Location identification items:
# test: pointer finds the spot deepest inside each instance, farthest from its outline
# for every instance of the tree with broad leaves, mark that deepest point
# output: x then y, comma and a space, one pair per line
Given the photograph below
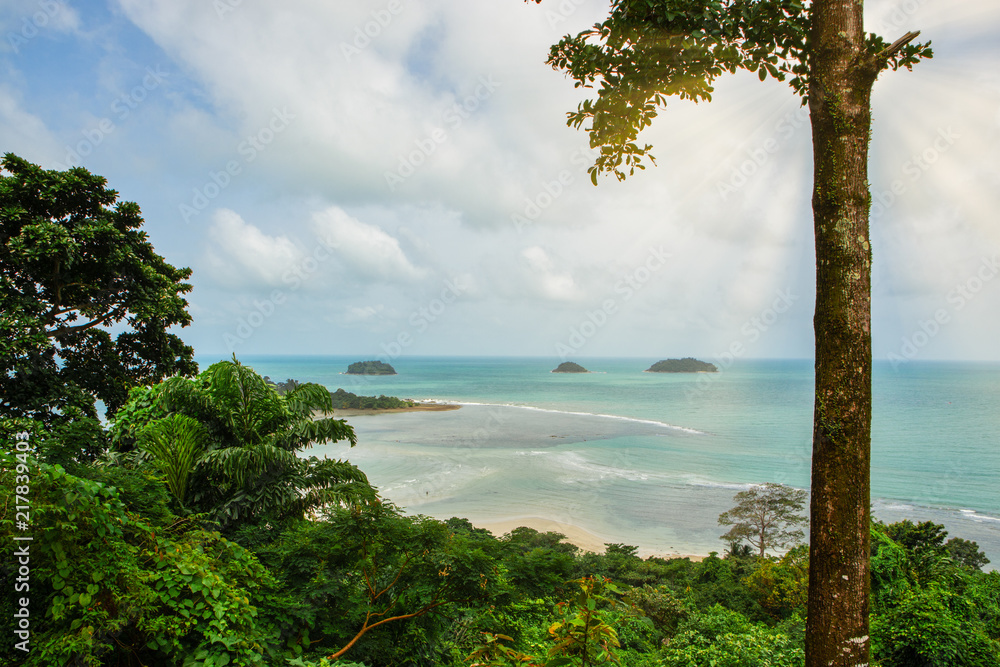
229, 445
766, 516
649, 50
74, 266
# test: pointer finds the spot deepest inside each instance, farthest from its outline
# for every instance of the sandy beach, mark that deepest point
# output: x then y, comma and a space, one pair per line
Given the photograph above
581, 537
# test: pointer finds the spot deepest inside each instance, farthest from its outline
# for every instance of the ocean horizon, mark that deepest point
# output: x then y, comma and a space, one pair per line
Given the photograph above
652, 459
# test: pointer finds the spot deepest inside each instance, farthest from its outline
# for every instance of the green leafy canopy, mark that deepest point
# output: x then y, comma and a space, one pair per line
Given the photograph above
649, 50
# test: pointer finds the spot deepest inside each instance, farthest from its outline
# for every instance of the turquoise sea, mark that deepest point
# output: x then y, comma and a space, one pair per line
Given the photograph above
652, 459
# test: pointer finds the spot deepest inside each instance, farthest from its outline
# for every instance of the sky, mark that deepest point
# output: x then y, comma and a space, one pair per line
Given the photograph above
396, 177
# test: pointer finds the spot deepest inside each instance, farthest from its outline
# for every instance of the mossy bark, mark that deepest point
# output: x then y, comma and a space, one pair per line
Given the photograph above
841, 80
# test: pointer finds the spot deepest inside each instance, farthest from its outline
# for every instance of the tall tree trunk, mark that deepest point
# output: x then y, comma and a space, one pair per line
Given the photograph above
841, 80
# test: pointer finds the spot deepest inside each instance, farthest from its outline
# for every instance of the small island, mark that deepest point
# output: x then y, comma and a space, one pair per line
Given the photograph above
570, 367
347, 404
370, 368
685, 365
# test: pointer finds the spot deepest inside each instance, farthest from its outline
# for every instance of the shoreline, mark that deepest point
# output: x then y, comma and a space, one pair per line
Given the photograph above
576, 535
419, 407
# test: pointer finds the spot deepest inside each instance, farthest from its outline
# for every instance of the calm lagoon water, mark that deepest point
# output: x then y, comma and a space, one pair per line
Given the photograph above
652, 459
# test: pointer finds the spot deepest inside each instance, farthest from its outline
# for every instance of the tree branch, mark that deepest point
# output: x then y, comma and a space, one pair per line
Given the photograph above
365, 628
897, 45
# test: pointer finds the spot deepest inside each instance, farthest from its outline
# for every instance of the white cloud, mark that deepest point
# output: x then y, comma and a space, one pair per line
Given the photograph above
242, 256
365, 249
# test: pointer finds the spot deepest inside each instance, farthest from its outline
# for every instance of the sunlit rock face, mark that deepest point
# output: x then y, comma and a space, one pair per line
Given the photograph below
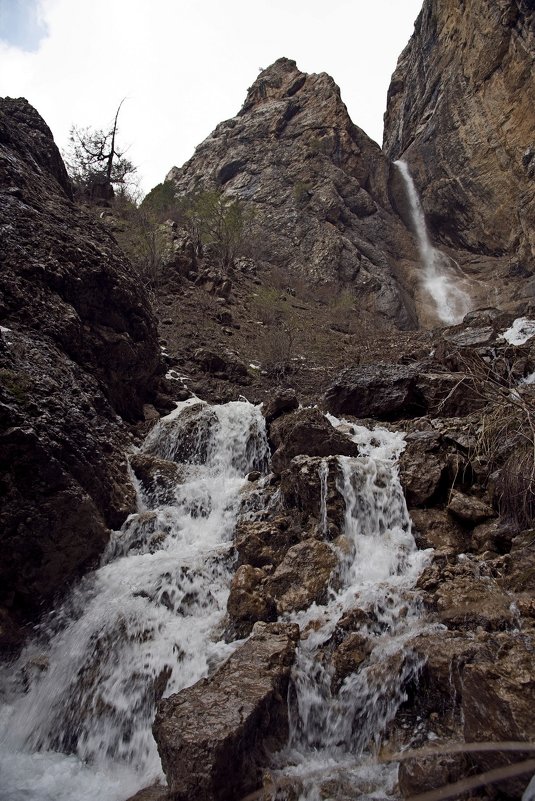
460, 113
317, 186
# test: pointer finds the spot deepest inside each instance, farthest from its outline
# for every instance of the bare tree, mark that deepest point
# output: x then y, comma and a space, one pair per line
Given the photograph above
96, 165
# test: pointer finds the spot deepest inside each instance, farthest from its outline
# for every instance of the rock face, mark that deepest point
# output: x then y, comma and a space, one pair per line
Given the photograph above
460, 112
78, 347
214, 738
318, 188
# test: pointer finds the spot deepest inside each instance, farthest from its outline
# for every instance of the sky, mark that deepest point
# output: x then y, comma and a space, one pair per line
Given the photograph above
185, 65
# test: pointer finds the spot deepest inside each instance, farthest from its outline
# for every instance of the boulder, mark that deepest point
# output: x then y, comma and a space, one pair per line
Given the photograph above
261, 543
421, 468
158, 477
306, 431
469, 509
303, 576
383, 391
435, 528
310, 481
215, 737
247, 602
282, 402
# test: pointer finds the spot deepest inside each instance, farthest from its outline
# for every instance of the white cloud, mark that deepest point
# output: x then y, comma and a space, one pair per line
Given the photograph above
185, 65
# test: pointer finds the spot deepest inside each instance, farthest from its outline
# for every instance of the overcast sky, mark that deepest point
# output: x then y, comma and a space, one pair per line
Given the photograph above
185, 65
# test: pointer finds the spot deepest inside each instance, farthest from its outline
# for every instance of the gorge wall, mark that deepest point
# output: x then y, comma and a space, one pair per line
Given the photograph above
460, 112
79, 354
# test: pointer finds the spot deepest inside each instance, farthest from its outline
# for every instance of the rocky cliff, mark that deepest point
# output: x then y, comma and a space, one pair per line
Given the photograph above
317, 186
460, 112
79, 355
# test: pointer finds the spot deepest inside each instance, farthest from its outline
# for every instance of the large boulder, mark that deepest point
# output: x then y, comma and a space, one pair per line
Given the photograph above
306, 431
215, 737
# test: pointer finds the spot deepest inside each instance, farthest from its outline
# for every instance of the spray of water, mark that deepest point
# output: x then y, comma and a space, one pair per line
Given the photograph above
79, 703
442, 278
333, 727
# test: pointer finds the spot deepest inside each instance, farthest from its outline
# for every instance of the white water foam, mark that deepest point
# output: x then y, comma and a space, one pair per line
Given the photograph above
442, 276
519, 332
332, 731
79, 702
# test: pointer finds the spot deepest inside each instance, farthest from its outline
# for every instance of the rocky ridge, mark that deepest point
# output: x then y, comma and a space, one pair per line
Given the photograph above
79, 356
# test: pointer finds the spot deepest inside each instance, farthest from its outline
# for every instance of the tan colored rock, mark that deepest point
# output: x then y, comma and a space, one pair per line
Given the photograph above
215, 737
348, 657
261, 543
465, 603
435, 528
469, 509
302, 577
247, 602
306, 431
318, 187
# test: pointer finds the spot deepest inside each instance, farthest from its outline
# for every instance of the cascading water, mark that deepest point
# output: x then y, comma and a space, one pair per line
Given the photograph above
332, 729
443, 278
78, 704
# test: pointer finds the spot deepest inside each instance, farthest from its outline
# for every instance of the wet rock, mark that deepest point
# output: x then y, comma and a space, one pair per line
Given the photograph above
80, 349
158, 477
421, 468
469, 509
464, 71
383, 391
496, 535
302, 486
222, 365
426, 773
466, 602
261, 543
215, 737
348, 657
498, 702
154, 793
184, 439
303, 576
308, 432
282, 402
247, 602
435, 528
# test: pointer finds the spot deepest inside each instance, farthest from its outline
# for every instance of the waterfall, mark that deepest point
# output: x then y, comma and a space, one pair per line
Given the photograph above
334, 728
442, 276
78, 704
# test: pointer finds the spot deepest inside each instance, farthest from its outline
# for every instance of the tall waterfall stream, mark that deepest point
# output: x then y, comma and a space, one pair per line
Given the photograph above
78, 704
442, 279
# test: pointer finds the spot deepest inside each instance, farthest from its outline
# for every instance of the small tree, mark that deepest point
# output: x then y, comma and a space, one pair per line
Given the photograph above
217, 220
96, 165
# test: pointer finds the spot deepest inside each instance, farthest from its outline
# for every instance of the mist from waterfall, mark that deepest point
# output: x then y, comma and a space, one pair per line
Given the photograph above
442, 275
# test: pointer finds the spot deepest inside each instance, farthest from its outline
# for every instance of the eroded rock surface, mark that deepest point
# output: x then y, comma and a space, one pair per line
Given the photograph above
318, 187
214, 738
78, 347
460, 112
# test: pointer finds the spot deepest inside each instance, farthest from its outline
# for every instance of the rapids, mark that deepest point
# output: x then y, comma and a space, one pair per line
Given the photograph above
78, 705
442, 279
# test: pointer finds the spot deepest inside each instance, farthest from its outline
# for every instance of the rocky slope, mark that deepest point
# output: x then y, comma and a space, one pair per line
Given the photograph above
460, 112
317, 186
79, 354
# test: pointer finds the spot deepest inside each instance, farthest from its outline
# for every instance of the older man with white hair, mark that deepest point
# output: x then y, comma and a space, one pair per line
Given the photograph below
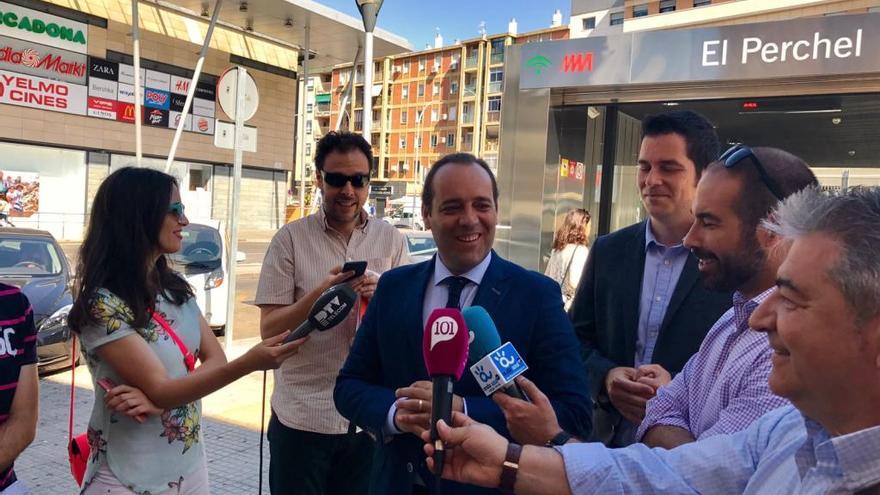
823, 324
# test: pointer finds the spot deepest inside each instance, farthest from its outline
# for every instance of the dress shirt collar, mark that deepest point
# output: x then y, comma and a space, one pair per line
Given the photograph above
651, 240
363, 220
744, 307
475, 274
852, 457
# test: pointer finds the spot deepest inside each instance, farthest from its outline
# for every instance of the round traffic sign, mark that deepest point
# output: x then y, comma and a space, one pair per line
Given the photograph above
226, 94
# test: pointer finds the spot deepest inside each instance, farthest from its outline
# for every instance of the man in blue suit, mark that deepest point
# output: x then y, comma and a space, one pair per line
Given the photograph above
383, 386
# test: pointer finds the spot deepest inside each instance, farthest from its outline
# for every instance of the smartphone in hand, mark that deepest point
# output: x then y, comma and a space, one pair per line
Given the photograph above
358, 267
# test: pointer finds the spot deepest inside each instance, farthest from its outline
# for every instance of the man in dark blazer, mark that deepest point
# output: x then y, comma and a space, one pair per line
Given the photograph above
641, 309
383, 385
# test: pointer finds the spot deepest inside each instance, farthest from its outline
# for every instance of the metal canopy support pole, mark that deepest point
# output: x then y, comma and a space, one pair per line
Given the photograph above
192, 86
138, 94
367, 112
346, 94
236, 194
304, 117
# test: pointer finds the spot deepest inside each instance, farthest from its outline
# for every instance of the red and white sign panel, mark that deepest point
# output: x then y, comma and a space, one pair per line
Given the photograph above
125, 112
203, 125
45, 94
102, 108
174, 119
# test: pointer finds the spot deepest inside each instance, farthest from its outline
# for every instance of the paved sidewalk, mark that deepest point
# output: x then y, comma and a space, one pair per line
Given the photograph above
230, 426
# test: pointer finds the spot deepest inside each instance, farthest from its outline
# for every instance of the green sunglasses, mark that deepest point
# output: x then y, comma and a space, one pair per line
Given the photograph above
176, 209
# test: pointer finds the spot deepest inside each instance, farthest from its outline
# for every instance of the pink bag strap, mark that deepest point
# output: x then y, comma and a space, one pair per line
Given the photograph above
73, 354
188, 359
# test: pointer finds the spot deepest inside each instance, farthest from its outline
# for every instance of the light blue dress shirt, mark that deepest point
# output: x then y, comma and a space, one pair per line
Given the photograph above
782, 452
663, 267
435, 297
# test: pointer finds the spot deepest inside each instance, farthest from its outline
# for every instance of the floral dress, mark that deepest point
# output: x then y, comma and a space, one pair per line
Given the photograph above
161, 452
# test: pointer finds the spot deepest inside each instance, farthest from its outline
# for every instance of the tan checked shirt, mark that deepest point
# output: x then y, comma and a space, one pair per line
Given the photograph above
298, 260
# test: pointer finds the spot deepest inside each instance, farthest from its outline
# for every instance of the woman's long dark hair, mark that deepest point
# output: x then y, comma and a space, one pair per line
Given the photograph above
121, 240
573, 229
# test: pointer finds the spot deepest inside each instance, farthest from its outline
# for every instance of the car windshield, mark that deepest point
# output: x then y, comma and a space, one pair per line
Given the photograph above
32, 256
420, 243
201, 246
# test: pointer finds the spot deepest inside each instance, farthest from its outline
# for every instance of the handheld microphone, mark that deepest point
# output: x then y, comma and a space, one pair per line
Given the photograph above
491, 374
331, 308
445, 349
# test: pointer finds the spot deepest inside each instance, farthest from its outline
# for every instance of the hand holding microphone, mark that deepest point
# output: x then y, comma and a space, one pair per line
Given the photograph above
445, 349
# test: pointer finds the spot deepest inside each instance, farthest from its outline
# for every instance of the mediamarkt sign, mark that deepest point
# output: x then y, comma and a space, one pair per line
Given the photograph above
31, 25
42, 61
45, 94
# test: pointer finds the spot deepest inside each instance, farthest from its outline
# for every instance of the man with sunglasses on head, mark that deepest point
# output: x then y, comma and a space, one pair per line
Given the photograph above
314, 450
640, 300
723, 387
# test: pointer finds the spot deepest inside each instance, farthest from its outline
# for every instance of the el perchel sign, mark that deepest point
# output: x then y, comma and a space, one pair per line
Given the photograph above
802, 47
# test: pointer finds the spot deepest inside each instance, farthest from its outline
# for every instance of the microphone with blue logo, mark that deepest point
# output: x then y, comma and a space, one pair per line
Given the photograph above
493, 365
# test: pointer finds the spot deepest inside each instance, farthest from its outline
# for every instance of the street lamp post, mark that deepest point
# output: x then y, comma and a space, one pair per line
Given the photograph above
369, 13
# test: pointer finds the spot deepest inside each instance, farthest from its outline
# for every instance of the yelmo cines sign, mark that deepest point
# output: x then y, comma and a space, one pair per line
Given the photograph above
38, 27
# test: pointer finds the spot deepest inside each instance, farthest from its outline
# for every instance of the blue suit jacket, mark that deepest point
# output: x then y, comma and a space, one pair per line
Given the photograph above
387, 354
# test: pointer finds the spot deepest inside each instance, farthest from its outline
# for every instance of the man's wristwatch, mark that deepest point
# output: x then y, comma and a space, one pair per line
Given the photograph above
510, 468
560, 439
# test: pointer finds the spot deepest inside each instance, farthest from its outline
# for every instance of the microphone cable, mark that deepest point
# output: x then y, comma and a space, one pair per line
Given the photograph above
262, 430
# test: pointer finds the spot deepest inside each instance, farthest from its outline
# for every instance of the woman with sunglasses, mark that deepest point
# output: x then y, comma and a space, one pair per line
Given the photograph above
142, 332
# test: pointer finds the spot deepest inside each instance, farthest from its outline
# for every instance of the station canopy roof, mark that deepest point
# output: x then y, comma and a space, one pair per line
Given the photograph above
334, 36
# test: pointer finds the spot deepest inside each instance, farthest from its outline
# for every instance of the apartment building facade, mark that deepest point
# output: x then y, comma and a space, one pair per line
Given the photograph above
429, 103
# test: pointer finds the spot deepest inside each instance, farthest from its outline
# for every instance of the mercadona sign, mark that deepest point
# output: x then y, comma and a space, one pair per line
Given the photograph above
47, 29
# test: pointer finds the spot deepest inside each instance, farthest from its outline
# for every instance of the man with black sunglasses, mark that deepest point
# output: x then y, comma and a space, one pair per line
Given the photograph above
640, 301
723, 387
314, 450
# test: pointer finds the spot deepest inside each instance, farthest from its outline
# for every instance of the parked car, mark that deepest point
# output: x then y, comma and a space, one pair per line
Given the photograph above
421, 245
406, 217
203, 262
33, 261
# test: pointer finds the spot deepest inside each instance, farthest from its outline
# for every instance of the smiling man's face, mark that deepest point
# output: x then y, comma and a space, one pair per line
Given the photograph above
462, 215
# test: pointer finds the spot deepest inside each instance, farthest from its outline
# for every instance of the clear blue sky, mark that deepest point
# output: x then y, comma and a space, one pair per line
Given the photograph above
416, 22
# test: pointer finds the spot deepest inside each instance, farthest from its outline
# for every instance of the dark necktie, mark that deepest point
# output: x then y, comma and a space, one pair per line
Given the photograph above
455, 285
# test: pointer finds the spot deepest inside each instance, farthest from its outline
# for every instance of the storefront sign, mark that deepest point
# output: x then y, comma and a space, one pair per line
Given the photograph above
102, 108
102, 88
42, 61
155, 117
47, 29
102, 69
847, 44
174, 120
125, 112
158, 80
21, 196
45, 94
154, 98
110, 99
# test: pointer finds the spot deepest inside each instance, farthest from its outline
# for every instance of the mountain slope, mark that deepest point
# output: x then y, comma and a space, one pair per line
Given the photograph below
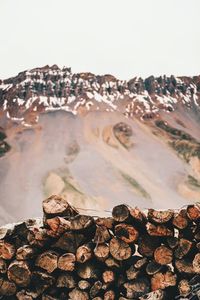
135, 142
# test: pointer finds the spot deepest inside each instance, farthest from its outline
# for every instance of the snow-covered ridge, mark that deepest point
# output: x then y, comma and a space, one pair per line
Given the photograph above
52, 88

Exercise requirements: How many lines of the material above contain the word "woman"? Reply with the number alone.

Answer to the exercise: 2